## BEGIN SOURCE PASSAGE
Indianmandarins has learnt that a detailed report on the merger of three Central PSUs Metals and Minerals Trading Corporation of India (MMTC), State Trading Corporation (STC India Ltd) & Project & Equipment Corporation of India Ltd (PEC), that fall under the administrative control of Department of Commerce, may be submitted by 30th June. Reportedly, Crisil is doing a study on merger options and methodology of these PSUs. The PSUs and the Ministry have already started aligning their operations to meet the end goal which may be supported by the fact that State Trading Corporation of India Ltd (STC), has stopped all payments except salary to its employees citing its "prevailing financial position."
In fact, the Dept of Commerce had recently sought to keep itself away from certain non-core areas including administrative control over Public Sector Undertakings such as MMTC, STC, and PEC so that it could focus more on 'core focus areas' such as trade negotiations and foreign trade policy formulation.
## END SOURCE PASSAGE
## BEGIN ENTRIES SUPPLIED
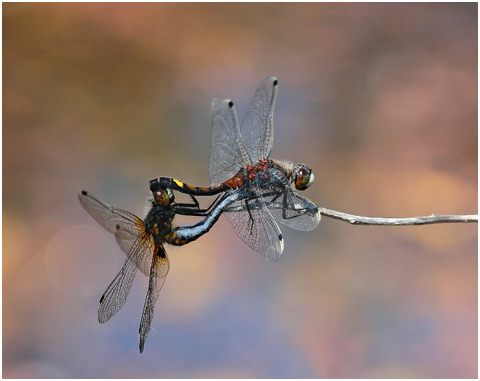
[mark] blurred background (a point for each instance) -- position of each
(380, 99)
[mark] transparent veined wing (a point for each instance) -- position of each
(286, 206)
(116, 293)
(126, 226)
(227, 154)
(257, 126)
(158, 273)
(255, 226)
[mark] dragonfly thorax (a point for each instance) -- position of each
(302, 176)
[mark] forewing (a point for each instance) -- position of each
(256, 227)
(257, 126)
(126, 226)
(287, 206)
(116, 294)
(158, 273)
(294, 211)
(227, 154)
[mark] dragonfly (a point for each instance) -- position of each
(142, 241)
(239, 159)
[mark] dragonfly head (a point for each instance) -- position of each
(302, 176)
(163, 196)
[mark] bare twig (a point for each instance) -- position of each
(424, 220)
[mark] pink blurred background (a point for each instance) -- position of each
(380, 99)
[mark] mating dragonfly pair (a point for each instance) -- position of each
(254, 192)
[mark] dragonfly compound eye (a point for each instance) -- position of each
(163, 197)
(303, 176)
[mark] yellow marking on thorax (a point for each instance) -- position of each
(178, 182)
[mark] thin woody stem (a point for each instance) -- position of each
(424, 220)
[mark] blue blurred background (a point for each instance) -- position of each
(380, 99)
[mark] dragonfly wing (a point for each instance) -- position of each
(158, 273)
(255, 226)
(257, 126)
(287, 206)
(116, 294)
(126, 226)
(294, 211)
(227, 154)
## END ENTRIES SUPPLIED
→ **WRITTEN TASK**
In the text about the proposed merger of three Central PSUs, which firm is reportedly studying the merger options and methodology?

→ **SOLUTION FOR THIS TASK**
Crisil is reportedly studying the merger options and methodology.